▸ **Aim**:
Give the entries again exactly, every one of them.

** begin **

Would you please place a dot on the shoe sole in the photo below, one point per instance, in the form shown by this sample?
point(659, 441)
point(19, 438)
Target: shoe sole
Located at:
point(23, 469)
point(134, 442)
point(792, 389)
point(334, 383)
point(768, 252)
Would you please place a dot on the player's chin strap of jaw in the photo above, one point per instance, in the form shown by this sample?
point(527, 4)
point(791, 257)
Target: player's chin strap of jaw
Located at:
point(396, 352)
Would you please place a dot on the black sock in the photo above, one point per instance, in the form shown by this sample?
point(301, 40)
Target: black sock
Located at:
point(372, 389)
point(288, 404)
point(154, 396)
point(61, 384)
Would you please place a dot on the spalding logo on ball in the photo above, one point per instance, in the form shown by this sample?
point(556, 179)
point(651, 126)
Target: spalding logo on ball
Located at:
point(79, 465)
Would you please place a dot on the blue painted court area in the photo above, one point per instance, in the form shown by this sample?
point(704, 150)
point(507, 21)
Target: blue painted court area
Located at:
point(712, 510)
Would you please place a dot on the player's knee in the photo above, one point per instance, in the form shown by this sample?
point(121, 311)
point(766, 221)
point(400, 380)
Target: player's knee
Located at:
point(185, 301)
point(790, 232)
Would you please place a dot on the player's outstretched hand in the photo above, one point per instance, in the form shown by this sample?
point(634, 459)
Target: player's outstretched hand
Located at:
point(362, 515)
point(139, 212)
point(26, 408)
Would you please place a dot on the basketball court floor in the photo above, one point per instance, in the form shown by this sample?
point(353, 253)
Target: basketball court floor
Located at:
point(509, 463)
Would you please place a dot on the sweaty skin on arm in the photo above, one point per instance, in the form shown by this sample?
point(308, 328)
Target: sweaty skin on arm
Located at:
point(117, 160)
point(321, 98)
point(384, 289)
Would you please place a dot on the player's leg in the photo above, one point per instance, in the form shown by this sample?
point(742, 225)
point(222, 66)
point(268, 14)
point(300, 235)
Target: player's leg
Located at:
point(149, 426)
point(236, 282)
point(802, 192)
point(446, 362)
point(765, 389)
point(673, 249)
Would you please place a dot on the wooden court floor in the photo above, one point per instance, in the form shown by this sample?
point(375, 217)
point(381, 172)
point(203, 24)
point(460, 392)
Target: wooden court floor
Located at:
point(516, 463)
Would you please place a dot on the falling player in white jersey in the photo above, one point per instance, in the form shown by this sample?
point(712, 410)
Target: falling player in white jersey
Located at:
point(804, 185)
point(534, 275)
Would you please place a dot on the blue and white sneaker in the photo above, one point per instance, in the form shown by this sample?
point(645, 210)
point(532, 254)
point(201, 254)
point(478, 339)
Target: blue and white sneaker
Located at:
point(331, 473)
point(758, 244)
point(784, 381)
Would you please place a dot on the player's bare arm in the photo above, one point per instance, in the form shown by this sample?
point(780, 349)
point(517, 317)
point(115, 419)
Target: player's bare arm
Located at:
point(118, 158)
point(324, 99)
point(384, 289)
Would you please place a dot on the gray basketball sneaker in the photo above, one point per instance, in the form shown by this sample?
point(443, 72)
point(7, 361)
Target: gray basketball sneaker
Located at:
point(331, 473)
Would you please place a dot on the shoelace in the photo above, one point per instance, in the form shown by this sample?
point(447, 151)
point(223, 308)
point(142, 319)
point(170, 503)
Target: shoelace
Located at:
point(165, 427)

** end **

▸ **Expected answer**:
Would you please place a dot on the shoe sole in the photo below, one point per instance, in the form shown by this sample?
point(659, 441)
point(19, 438)
Target: shoe sole
Located at:
point(23, 469)
point(134, 442)
point(792, 389)
point(334, 383)
point(768, 252)
Would you please place a dot on the player's chin strap of jaw in the photo above, one point per instance, in the form shown by this sample?
point(527, 4)
point(791, 257)
Target: player's chin strap of jaw
Located at:
point(396, 352)
Would you please place a dot on the black sock in the photo above, one point per instance, in the form shown by this sample?
point(301, 40)
Target: black sock
Located at:
point(372, 389)
point(288, 404)
point(154, 396)
point(61, 384)
Would you please place a dot on the spalding logo on ball in the photo above, one point per instance, in the form shown by this sample?
point(556, 179)
point(651, 126)
Target: spalding logo on ball
Located at:
point(79, 465)
Would you please place a dot on the blue painted court area in the photo above, one point per instance, in the form shown by this sample?
point(704, 150)
point(507, 21)
Target: blue painted court area
Located at:
point(712, 510)
Would you please place a dot on the player's knee in the photo above, one point per instance, in the form shown by this sample?
point(121, 311)
point(766, 221)
point(400, 380)
Target: player's knee
Located at:
point(185, 301)
point(790, 232)
Would you please place a dot on the player's outstretched hand in the photo above, one point per instance, in the form shown by this sample?
point(634, 459)
Target: player's outstretched hand
Located at:
point(362, 515)
point(139, 212)
point(26, 408)
Would you please place a dot on the basketball court floor in the photo above, one point per instance, in the form shown by this sample?
point(353, 253)
Target: basketball court floor
Located at:
point(509, 463)
Would you please place a dot on the sweaty skin on arm in the photo above, one point per instance, in the form shown by this sample?
point(308, 328)
Target: sweaty skin on arm
Located at:
point(117, 160)
point(321, 98)
point(384, 289)
Would you please place a dot on the player's leg in the photo above, one point per instance, in the form shown by this sample?
point(742, 225)
point(222, 66)
point(268, 14)
point(300, 235)
Target: player's leg
Located at:
point(149, 426)
point(236, 282)
point(802, 192)
point(446, 362)
point(765, 389)
point(673, 249)
Would you please place a dot on the wooden court floor in the photo above, one point per instance, in the form shown by this sample?
point(375, 217)
point(381, 172)
point(203, 24)
point(460, 392)
Target: wooden court floor
Located at:
point(516, 463)
Would you please place a dot on the falling player in white jersey in the photo above, one point per instance, in the form shown by this sample?
point(712, 410)
Target: falling player in white jersey
Located at:
point(804, 185)
point(534, 275)
Would you please place a dot on the blue and white sneaker in the photo above, one point per instance, in the form shown by this sample?
point(645, 210)
point(532, 254)
point(201, 254)
point(478, 339)
Target: blue and white sneaker
Located at:
point(331, 473)
point(758, 244)
point(784, 381)
Would you please place a dot on the player's bare arm in the photo above, one point per instance, in the form shown by this sample?
point(780, 349)
point(517, 317)
point(115, 419)
Target: player's bare arm
Located at:
point(118, 158)
point(324, 99)
point(384, 289)
Would you please place a dot on the gray basketball sneaker in the photo above, one point per instance, in the form shown by this sample?
point(443, 72)
point(7, 361)
Target: gray basketball sneaker
Located at:
point(331, 473)
Would you please place a dot on the shoelace in the photo above, one point per instance, in the form shown by this sample?
point(447, 151)
point(223, 308)
point(142, 319)
point(170, 503)
Target: shoelace
Located at:
point(165, 427)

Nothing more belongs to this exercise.